Recently I have been researching amulets as part of the Step Up programme with the Wellcome Collection. I am particularly drawn to amulets in the shape of hands. There is a wealth of symbolism in the human hand, from the earliest cave paintings to 'La Mano Poderosa' or 'Hand of God', representing strength and power. As well as studying the hand amulets at the Wellcome Collection, I have also visited the Pitt Rivers Museum in Oxford where there is a large collection of hand amulets.
The Hand of Fatima, or 'Hamsa Hand' gives protection against the evil eye and simultaneously represents the five pillars of Islam. The Jewish equivalent is the Hand of Miriam, and Christianity also has a Hand of Mary. Italian 'Higa', or 'Figa' hands also give protection against the evil eye. They are a closed fist with the thumb between two fingers; figa means 'fig', slang for female genitals. 'Mano Cornuta', or the horned hand, also originates from Italy and is said to ward off the evil eye by distracting attention from the wearer.
|Hand of Fatima at Pitt Rivers Museum|
The use of symbols such as hands in amulets speaks to the subconscious mind. For me, amulets and superstition originate from the same primal place I experienced when I had psychosis. They work on free association of ideas and sympathetic magic, for example, a cluster of acorns resembling teeth were thought to cure toothache. The internal logic of amulets promote a kind of magical thinking which used to be commonplace before the advent of scientific medicine.
|Hand amulets at the Pitt Rivers Museum|
I am drawn to the amulets because they are mysterious, their individual origins have in many cases been lost. Their original owners are anonymous to us now. They give a folk history of ordinary people, passed down through word of mouth. The power and meaning they were invested with by their original owners lingers on in the museum setting, and also in their raw state in the archives. These objects contain memories that we can sense but cannot know.
******
◆ Questions ◆
[a] In the passage on hand amulets, what is named as the Jewish equivalent of the Hand of Fatima?
[b] Transcribe the stretch of the passage on hand amulets from "The Hand of Fatima, or" through "from the wearer.".
The entries come from a source separate from the passage on hand amulets.

[Stored data entries]
******
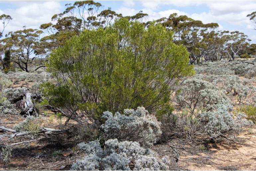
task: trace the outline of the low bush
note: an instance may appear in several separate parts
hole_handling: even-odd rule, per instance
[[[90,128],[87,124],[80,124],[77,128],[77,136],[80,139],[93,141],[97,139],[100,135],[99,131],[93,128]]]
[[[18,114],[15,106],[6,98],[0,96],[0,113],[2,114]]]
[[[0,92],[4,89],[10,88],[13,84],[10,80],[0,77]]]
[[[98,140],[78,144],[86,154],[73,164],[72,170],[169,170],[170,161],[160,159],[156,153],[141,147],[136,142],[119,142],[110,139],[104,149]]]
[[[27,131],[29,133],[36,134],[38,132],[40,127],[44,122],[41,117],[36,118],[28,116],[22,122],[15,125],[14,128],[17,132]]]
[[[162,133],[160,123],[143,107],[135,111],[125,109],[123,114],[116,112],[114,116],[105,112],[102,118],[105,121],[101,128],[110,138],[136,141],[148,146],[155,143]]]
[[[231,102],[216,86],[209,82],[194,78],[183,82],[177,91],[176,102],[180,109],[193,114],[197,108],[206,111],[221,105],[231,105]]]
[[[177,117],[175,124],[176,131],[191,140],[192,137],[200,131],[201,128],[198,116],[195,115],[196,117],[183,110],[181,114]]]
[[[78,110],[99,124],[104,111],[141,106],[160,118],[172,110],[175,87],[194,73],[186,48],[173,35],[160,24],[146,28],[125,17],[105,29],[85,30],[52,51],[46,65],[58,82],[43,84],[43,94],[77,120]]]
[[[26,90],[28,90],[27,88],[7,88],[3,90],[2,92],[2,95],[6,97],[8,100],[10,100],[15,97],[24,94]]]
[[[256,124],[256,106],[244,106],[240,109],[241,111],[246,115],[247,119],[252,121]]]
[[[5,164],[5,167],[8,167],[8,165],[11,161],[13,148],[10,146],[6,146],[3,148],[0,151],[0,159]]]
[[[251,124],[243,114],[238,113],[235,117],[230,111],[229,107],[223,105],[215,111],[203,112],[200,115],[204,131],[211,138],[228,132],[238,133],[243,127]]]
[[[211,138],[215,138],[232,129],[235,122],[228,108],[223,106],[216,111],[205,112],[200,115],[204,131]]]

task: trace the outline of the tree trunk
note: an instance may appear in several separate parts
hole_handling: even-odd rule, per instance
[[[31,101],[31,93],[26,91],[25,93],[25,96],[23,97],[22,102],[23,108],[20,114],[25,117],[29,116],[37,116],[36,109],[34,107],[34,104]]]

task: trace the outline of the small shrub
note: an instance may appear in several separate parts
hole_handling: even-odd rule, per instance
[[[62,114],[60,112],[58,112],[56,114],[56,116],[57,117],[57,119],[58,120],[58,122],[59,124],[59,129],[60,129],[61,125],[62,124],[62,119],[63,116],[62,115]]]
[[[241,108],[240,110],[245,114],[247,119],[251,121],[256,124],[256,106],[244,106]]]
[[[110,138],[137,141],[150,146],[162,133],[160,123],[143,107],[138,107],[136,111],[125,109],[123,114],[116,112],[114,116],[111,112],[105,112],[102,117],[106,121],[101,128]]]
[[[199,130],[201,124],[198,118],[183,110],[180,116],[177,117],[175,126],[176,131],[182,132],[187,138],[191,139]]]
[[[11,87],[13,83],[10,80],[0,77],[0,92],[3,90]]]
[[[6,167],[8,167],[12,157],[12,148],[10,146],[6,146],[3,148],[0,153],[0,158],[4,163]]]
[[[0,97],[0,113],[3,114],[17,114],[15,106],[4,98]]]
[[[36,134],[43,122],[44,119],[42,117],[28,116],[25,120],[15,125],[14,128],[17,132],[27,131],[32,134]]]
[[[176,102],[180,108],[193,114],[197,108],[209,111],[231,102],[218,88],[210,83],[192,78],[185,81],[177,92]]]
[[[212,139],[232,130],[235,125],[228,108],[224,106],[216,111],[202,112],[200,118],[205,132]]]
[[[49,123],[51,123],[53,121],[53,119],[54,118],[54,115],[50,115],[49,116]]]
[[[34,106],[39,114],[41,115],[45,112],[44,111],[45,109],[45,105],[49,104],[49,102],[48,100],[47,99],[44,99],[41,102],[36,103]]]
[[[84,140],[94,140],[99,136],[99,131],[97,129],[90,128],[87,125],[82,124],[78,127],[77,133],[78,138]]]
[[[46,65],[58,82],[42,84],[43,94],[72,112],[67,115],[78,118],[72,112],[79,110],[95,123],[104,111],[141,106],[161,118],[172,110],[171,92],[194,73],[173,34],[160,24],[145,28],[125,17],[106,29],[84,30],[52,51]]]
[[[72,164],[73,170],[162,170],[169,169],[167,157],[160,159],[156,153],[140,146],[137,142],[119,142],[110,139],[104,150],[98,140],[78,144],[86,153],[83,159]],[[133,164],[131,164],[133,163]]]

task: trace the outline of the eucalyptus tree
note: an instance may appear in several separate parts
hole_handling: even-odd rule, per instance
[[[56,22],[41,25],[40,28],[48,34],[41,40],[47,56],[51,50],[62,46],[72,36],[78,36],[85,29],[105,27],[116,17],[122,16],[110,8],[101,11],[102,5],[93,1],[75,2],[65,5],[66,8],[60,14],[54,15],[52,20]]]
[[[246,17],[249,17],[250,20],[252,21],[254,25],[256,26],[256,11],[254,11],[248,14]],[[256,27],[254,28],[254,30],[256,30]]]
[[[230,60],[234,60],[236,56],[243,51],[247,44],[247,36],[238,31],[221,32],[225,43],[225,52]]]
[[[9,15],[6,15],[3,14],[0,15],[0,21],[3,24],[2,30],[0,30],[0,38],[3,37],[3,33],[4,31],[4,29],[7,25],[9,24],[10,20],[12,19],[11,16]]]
******
◆ Solved problems ◆
[a] The Hand of Miriam.

[b]
The Hand of Fatima, or 'Hamsa Hand' gives protection against the evil eye and simultaneously represents the five pillars of Islam. The Jewish equivalent is the Hand of Miriam, and Christianity also has a Hand of Mary. Italian 'Higa', or 'Figa' hands also give protection against the evil eye. They are a closed fist with the thumb between two fingers; figa means 'fig', slang for female genitals. 'Mano Cornuta', or the horned hand, also originates from Italy and is said to ward off the evil eye by distracting attention from the wearer.